*INSTRUCTIONS FOR THE TASK*. Keep the wording of each record exactly the same when you repeat it, and leave out pictures.

───── PROVIDED MATERIAL ─────

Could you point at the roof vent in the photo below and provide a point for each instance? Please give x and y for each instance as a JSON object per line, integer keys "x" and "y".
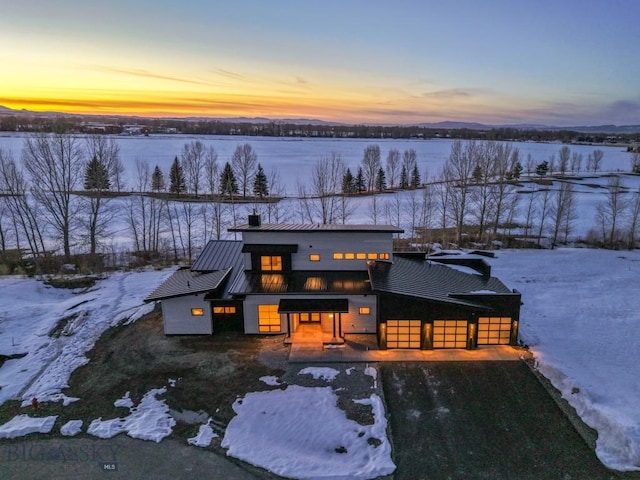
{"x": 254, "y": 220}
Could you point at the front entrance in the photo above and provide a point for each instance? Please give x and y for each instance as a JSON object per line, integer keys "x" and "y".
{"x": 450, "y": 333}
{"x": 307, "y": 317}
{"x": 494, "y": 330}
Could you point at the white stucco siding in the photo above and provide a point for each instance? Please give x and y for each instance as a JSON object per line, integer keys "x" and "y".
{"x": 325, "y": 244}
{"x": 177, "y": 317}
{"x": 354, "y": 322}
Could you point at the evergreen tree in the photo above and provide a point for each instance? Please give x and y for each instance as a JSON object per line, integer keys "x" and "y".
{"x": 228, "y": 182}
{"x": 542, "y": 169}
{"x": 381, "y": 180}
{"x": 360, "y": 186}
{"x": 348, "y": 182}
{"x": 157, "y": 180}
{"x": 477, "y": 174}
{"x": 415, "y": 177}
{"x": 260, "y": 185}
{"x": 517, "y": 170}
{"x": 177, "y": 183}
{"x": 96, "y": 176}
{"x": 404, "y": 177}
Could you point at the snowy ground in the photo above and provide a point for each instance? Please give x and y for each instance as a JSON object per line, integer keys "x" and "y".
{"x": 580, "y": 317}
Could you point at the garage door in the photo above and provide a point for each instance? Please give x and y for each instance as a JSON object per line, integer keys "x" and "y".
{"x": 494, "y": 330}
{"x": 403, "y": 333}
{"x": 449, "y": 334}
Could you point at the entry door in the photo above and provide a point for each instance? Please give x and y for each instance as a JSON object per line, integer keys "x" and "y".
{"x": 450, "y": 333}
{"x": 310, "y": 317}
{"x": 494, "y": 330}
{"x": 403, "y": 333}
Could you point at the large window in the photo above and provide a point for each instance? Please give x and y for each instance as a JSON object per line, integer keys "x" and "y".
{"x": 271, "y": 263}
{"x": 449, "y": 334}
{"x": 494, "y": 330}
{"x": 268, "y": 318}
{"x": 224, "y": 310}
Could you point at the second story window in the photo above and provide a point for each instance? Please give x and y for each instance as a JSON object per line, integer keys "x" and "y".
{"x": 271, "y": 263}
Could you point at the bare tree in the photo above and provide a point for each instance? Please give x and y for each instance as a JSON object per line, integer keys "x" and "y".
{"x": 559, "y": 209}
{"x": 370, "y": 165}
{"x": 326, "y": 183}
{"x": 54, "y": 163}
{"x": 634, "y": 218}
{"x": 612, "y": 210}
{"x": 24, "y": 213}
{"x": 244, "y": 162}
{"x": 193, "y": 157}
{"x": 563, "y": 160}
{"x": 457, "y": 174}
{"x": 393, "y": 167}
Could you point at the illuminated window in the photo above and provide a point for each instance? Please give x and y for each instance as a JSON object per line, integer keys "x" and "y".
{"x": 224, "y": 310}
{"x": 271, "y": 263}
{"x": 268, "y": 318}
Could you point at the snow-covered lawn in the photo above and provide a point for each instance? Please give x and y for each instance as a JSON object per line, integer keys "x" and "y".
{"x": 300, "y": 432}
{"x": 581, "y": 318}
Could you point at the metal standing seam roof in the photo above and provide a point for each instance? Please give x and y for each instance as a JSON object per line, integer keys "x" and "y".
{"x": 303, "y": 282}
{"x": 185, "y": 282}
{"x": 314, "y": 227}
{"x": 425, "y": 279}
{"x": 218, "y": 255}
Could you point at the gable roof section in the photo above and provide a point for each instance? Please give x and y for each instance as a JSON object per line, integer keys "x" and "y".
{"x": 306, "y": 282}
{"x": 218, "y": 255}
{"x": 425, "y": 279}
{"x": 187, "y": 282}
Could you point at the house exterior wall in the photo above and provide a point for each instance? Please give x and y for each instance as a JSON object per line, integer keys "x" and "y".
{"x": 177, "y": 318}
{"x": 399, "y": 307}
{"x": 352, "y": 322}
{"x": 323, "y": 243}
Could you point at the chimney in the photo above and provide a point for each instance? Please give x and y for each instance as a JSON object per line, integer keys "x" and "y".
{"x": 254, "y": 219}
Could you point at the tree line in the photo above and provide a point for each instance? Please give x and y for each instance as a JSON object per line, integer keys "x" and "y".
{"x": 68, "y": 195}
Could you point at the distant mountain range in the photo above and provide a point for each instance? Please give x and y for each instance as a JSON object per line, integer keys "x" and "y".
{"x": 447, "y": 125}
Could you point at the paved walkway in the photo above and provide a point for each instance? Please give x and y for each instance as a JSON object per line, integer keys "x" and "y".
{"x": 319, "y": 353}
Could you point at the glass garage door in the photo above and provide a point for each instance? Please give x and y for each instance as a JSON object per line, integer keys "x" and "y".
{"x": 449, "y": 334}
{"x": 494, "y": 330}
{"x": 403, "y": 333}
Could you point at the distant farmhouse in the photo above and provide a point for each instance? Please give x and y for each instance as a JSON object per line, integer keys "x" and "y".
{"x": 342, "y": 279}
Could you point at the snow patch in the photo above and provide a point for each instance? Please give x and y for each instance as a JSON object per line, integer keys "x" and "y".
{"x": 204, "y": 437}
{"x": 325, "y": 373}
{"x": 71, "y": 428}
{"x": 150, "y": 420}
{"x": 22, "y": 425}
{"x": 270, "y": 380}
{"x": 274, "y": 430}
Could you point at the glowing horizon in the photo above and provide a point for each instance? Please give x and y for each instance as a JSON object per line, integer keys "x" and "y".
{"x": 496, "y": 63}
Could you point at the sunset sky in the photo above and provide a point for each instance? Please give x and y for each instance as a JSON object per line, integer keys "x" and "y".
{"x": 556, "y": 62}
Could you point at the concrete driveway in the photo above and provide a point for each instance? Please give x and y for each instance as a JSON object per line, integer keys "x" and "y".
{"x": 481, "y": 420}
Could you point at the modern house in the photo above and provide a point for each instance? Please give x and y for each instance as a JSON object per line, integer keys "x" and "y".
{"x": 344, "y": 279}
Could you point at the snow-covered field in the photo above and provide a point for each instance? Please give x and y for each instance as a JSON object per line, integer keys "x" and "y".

─────

*ANSWER SPACE*.
Could you point at the roof vent in the photo below and provide a point for each instance? Please give x and y for each instance as a JSON object per line, integer keys "x" and "y".
{"x": 254, "y": 220}
Could you point at the front entrance in the photo above and provide a point for each instance? Please give x and y for each instance as a JSON object per line, integer keys "x" and "y".
{"x": 450, "y": 333}
{"x": 307, "y": 317}
{"x": 494, "y": 330}
Could you point at the white stucco siding in the photo above and provide a point for each instance? Please give x and y for each instance as a JSON object per line, integer keys "x" and "y".
{"x": 325, "y": 244}
{"x": 177, "y": 317}
{"x": 354, "y": 322}
Could you point at the evergreen tree in the photo above and provide a point for each instance? Please give x and y for each instance as a JSON object per line, integer keys "x" and "y".
{"x": 228, "y": 182}
{"x": 542, "y": 169}
{"x": 381, "y": 180}
{"x": 360, "y": 186}
{"x": 348, "y": 182}
{"x": 157, "y": 180}
{"x": 477, "y": 174}
{"x": 415, "y": 177}
{"x": 260, "y": 185}
{"x": 517, "y": 170}
{"x": 177, "y": 183}
{"x": 96, "y": 176}
{"x": 404, "y": 177}
Could you point at the snowy ground in the photo above and provide a point for each instance? Please give x and y for each instance as a JSON object per line, integer keys "x" and "y".
{"x": 580, "y": 317}
Could you point at the garage door in the photo above and provide a point for each instance? Please give x and y for each instance as a JSON object per line, integer keys "x" and "y".
{"x": 494, "y": 330}
{"x": 403, "y": 333}
{"x": 449, "y": 334}
Could you point at the entry door in the photo above and provide a point for each instance? Please give x and y for each instance as a JSON object per line, integer keys "x" and "y".
{"x": 450, "y": 333}
{"x": 310, "y": 317}
{"x": 494, "y": 330}
{"x": 403, "y": 333}
Could you point at the large window in the photo above and provide a point for each instance? Please give x and y for each instance as a JSON object per line, integer keys "x" and "y".
{"x": 271, "y": 263}
{"x": 449, "y": 334}
{"x": 494, "y": 330}
{"x": 268, "y": 318}
{"x": 224, "y": 310}
Could you point at the second story window in the photo above and provide a point for each instance? Please give x and y for each instance as a JSON object per line, integer keys "x" and "y".
{"x": 271, "y": 263}
Could you point at the bare tree in the photo above and provide a point for each instance? Please give x and y for each instance as a JSON object per line, integer keys "x" and "y".
{"x": 559, "y": 209}
{"x": 370, "y": 165}
{"x": 326, "y": 183}
{"x": 54, "y": 163}
{"x": 634, "y": 218}
{"x": 612, "y": 210}
{"x": 24, "y": 213}
{"x": 244, "y": 162}
{"x": 193, "y": 157}
{"x": 563, "y": 160}
{"x": 457, "y": 174}
{"x": 393, "y": 167}
Could you point at the illuminated window in the photo above and provide a point for each instance? Please give x and y for each instance as a JSON object per line, integer keys "x" and "y".
{"x": 224, "y": 310}
{"x": 271, "y": 263}
{"x": 268, "y": 318}
Could you point at the snow-covered lawn in the photo above and provide a point for each instance? Please give x and y for each instance as a JSON object per line, integer keys "x" and "y".
{"x": 300, "y": 432}
{"x": 581, "y": 318}
Could you point at the metal standing seam roof in the photo above and provide a point for each instance? Please give x and y for each instance as a JSON object per line, integer keys "x" and "y".
{"x": 303, "y": 282}
{"x": 185, "y": 282}
{"x": 314, "y": 227}
{"x": 425, "y": 279}
{"x": 218, "y": 255}
Could you point at the gable roof section in the photo above and provide a point for each instance? Please give x and y for each instance as a JSON object per line, integer keys "x" and "y".
{"x": 306, "y": 282}
{"x": 218, "y": 255}
{"x": 425, "y": 279}
{"x": 187, "y": 282}
Could you point at the house exterior wall in the photo above and provide a point for each instance? Please give x and y for each instance as a JSON object per line, integer keys "x" and "y".
{"x": 177, "y": 318}
{"x": 399, "y": 307}
{"x": 352, "y": 322}
{"x": 323, "y": 243}
Could you point at the chimney in the photo above and provide a point for each instance? Please give x and y for each instance as a JSON object per line, integer keys "x" and "y".
{"x": 254, "y": 219}
Could you point at the tree line in the photo above and provide a point for each instance? Please give x and y for each instance as a JSON object per line, integer keys "x" and "y".
{"x": 68, "y": 195}
Could you point at the distant mountain range in the photo above and provide a point for each instance? Please give x and y for each instance as a JSON object per line, integer keys "x" and "y".
{"x": 447, "y": 125}
Could you point at the paved walkway in the photo above and provide a point for each instance? Please give x and y for each instance as a JSON object per line, integer keys "x" and "y".
{"x": 319, "y": 353}
Could you point at the glass garage door in the photo above and provide a point for each instance? Please give x and y for each instance as a JSON object per line, integer keys "x" and "y".
{"x": 449, "y": 334}
{"x": 494, "y": 330}
{"x": 403, "y": 333}
Could you point at the distant farmhouse in the photo above and provide a point for each instance? Please give x and y for each instance as a JSON object per line, integer keys "x" and "y".
{"x": 342, "y": 279}
Could you point at the snow patch in the photo above and provide a point for each instance? Please give x and y for each instance as a JSON object per line, integer keys "x" and "y".
{"x": 204, "y": 437}
{"x": 325, "y": 373}
{"x": 71, "y": 428}
{"x": 150, "y": 420}
{"x": 22, "y": 425}
{"x": 270, "y": 380}
{"x": 274, "y": 430}
Could you point at the glowing horizon in the photo above and provide a point for each instance? Please give x and y for each instance as a JSON object per line, integer keys "x" and "y".
{"x": 496, "y": 63}
Could you point at the sunset sky in the photo above and provide a point for each instance? Please give x and y for each instance as a JSON object per line, integer keys "x" and "y".
{"x": 556, "y": 62}
Could you point at the concrete driveway in the photo above and provide a point for each instance? Please give x and y for each instance as a JSON object per line, integer keys "x" and "y".
{"x": 481, "y": 420}
Could you point at the modern house in the photo above and provide a point for each instance? Please give x and y for each instance as a JSON object per line, integer keys "x" and "y".
{"x": 344, "y": 279}
Could you point at the snow-covered field in the photo above and provide a point for each instance? Please give x and y for each instance as a JSON object per line, integer keys "x" and "y".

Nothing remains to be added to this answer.